DOCUMENT EXCERPT:
Carol Valentine

2021-12-17

How do you factor $y={x}^{3}-2{x}^{2}+x-2$?

alexandrebaud43

$\left(x-2\right)\left(x+i\right)\left(x-i\right)$
Explanation:
factor the terms by grouping
$={x}^{2}\left(x-2\right)+1\left(x-2\right)$
take out the common factor $\left(x-2\right)$
$=\left(x-2\right)\left({x}^{2}+1\right)$
${x}^{2}+1$ can be factored using difference of squares
${a}^{2}-{b}^{2}=\left(a-b\right)\left(a+b\right)$
with $a=x$ and $b=i⇒\left(i=\sqrt{-1}\right)$
$=\left(x-2\right)\left(x+i\right)\left(x-i\right)⇒\text{in factored form}$

alexandrebaud43

$y=\left(x-2\right)×\left({x}^{2}+1\right)$
Explanation:
${x}^{3}-2{x}^{2}$ can be written as ${x}^{2}×\left(x-2\right)$
$y={x}^{2}×\left(x-2\right)+\left(x-2\right)$
or
$y={x}^{2}×\left(x-2\right)+1×\left(x-2\right)$
and bringing the common factor $\left(x-2\right)$ to the front, gives the factors:
$y=\left(x-2\right)×\left({x}^{2}+1\right)$
solving the equation for $y=0$ gives the solution $x=2$ meaning that the graph of the equation crosses the x-axis at the point (2,0)

INFORMATION PROVIDED:
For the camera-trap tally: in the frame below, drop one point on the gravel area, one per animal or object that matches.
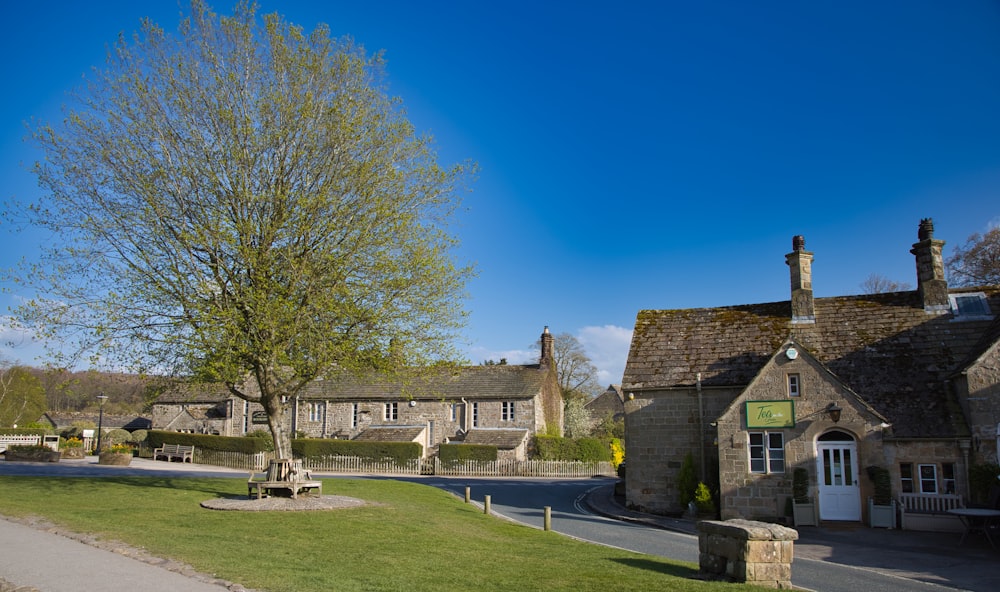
(284, 504)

PROBLEM TO WORK ON: In the factoring thread, at what point does the graph cross the x-axis? The listing has nothing to do with the factoring thread.

THE RESPONSE: At the point (2,0).